[Problem A]
Using the quadratic equations overview below, explain why mastering this chapter is said to give reliable, fast marks in NDA Mathematics.

#####

Quadratic Equations & Inequalities

📘 Algebra · Chapter MN03 🎯 NDA Level : High Priority

Quadratic equations are among the most consistently tested topics in NDA Mathematics. Questions test the discriminant, sum and product of roots, formation of new equations, and solving inequalities — all with minimal calculation and maximum conceptual clarity. Mastering this chapter gives you reliable, fast marks.

📌 What to expect in NDA (based on 2022–2024 papers):
(1) Nature of roots using discriminant D = b²−4ac — real, equal, or imaginary; (2) Finding k when roots are equal, real, or imaginary; (3) Using α+β = −b/a and αβ = c/a to evaluate symmetric expressions like α²+β², α³+β³; (4) Forming a new quadratic when roots are given or transformed; (5) Conditions on roots — one root is double the other, roots are reciprocals, one root is zero; (6) Solving linear and quadratic inequalities; (7) Wavy curve (sign chart) method for quadratic inequalities.

#####

[Problem B]
Print the lines of the records from the line containing "output [[445, 354]]." through the line containing "[[25, 247]]", including both of those lines.

#####

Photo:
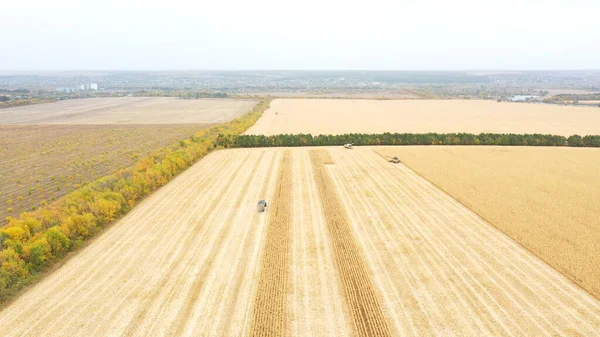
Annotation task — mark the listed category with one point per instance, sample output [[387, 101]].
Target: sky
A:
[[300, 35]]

#####

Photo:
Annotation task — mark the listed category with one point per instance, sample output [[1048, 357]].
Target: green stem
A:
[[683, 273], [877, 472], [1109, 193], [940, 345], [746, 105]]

#####

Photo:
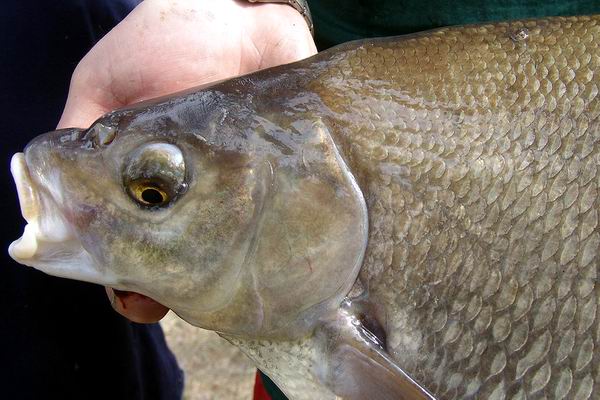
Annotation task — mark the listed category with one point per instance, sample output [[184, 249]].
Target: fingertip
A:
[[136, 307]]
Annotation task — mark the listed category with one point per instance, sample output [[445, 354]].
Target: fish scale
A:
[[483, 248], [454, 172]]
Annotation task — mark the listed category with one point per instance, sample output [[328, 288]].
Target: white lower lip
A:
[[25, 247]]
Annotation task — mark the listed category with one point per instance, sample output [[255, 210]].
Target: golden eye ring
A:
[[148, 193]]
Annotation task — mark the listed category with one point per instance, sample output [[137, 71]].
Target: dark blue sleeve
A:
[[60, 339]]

#####

[Exercise answer A]
Quadratic equations are among the most consistently tested topics in NDA Mathematics. The questions on the discriminant, the sum and product of roots, forming new equations and solving inequalities call for minimal calculation and maximum conceptual clarity, so a command of the chapter yields reliable, fast marks.

[Exercise answer B]
Annotation task — mark the listed category with one point per instance, sample output [[445, 354]].
Target: fish scale
A:
[[483, 248], [454, 172]]
Annotation task — mark the listed category with one point per instance, sample output [[328, 288]].
Target: white lower lip
A:
[[25, 247]]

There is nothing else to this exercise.